#### EXERCISE MATERIAL
======

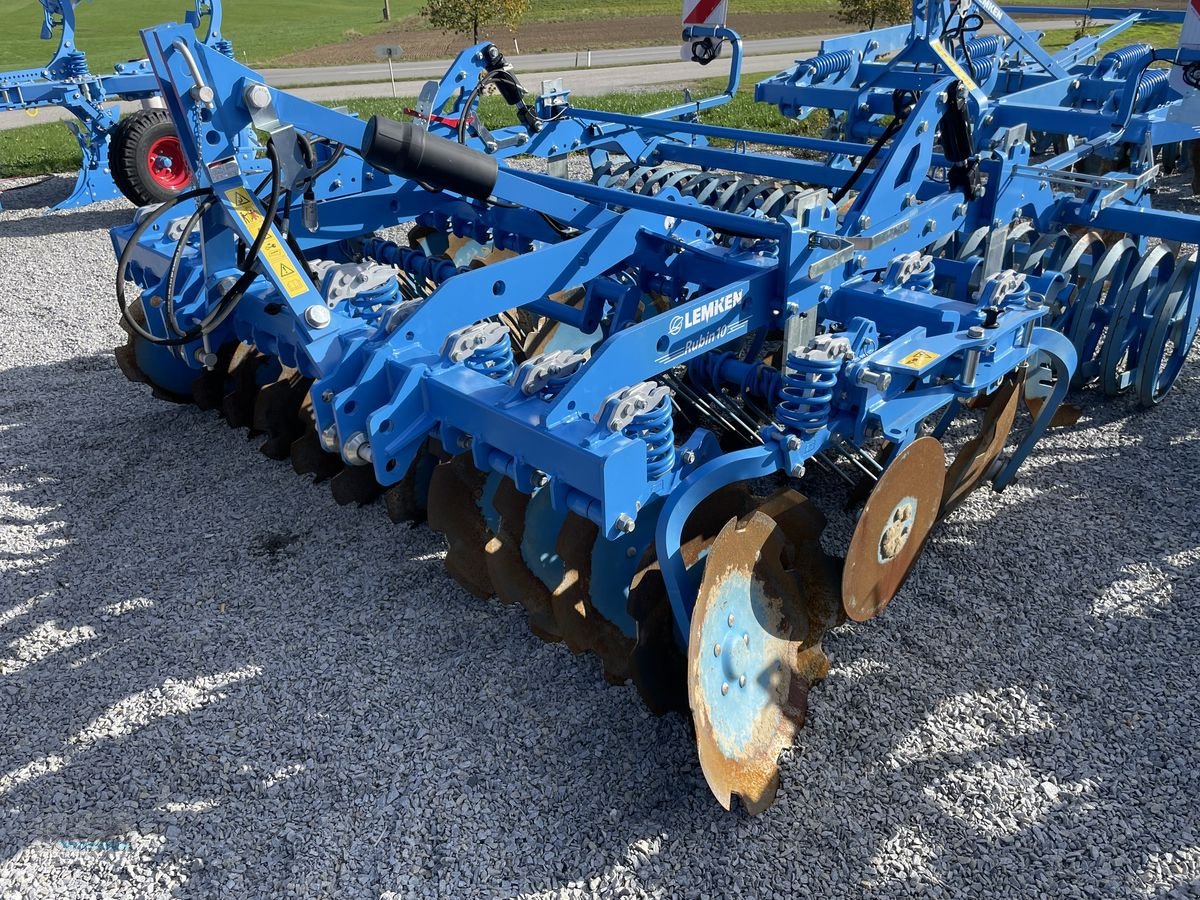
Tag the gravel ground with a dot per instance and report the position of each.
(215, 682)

======

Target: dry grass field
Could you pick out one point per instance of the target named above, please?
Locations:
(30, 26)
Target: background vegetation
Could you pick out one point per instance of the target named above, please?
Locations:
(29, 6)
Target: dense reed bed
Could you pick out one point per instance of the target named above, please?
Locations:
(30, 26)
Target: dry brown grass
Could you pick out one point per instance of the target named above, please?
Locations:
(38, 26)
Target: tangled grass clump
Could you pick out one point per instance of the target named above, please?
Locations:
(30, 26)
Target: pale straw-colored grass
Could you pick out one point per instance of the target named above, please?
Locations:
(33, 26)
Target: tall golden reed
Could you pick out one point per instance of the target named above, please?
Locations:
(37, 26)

======

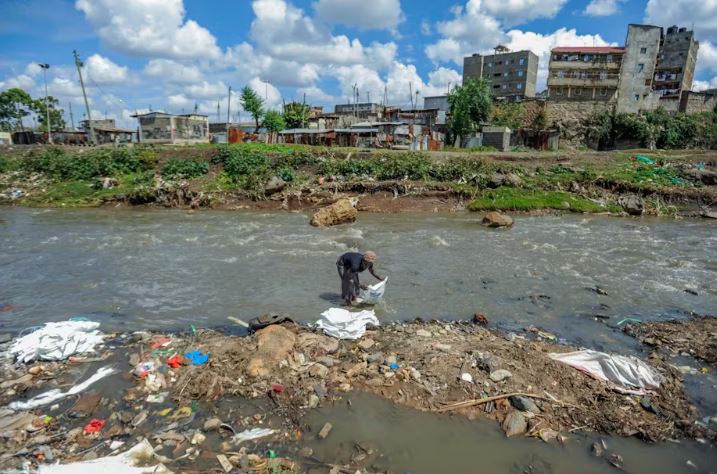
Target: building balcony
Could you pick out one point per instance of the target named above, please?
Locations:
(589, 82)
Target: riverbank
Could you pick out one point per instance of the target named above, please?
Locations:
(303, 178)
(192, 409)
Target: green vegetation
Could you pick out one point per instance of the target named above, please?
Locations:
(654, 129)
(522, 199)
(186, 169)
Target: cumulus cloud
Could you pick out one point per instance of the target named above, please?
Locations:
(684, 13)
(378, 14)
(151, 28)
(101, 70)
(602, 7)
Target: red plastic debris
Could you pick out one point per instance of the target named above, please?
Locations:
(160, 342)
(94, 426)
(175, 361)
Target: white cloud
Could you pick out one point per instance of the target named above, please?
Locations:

======

#### WHAT IS REQUIRED
All that is needed is the number of lines above in which the string "cloud" appears.

#### RESULT
2